(Над чем работать)
1 – Объясните, почему, согласно фрагменту о «Кануте» Толстого, песня не предполагает «практического» прочтения.
2 – Продолжите, пожалуйста, фрагмент о «Кануте» Толстого, начав сразу после его последнего предложения.

(Фрагмент текста)
# # # #
Может показаться, что в «Кануте» Толстой изменил своей вере в «небесную» суть искусства и цветущего земного бытия и теперь полагает ее «демоническим» соблазном. Дело, однако, обстоит иначе: песня (именно потому, что она свободна и рождена не только индивидуальной волей певца, но и природой) не предполагает «практического» прочтения. Она правдиво пророчит участь Канута, но (как и песня моря царевичу) не властна изменить его судьбу, она претворяет зло (историю старого преступления) в красоту и так укрепляет веру Канута в благое устройство мира, тем самым направляя его к гибели. Песня больше своего «смысла», и поэтому слышащий песню (радующийся весне) обреченный герой этого «смысла» не замечает. История о его «неминучей беде» (257) тоже превращается в «песню», балладу Толстого, в финале которой заливаются соловьи и благоухает шиповник. Что не отменяет трагического положения песни (искусства) и в особенности певца (художника) в земном мире, где зло (в истории Канута его воплощает Магнус, во вставной «старинной былине» – тесть и теща царевича) обладает немалой силой [411] .
# # # #
(Предоставленные данные)
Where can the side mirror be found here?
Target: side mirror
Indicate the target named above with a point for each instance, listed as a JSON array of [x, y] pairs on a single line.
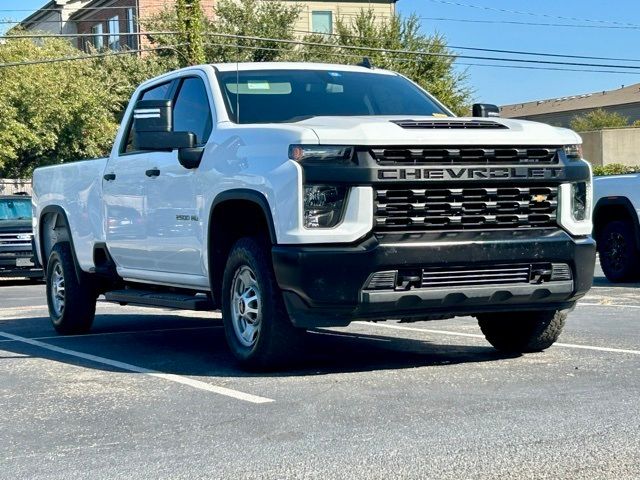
# # # #
(Результаты заданий)
1 – Песня не предполагает «практического» прочтения, потому что она свободна и рождена не только индивидуальной волей певца, но и природой.

2 –
411
Зло постоянно использует добро в своих целях. Магнус шлет гонца к Кануту без «харатейной грамоты» (251), которая накладывала бы на гостеприимца жесткие обязательства; он рассчитывает на доверчивость благородного воина – и не ошибается. Гонец, знающий о замысле Магнуса, блюдет верность своему сюзерену и потому не может прямо остеречь Канута – так злу служит честность. (Вопрос о возможности хранить верность государю, преступившему свыше установленные нормы, доминирует в смысловом поле романа Толстого «Князь Серебряный»; подробнее см. в статье «Вальтер-Скоттовский историзм, его русские изводы и “Князь Серебряный”»). Сходно (уже не по умыслу Магнуса, но в соответствии с искаженным злой человеческой волей миропорядком) песня и весна оказываются пособниками преступления.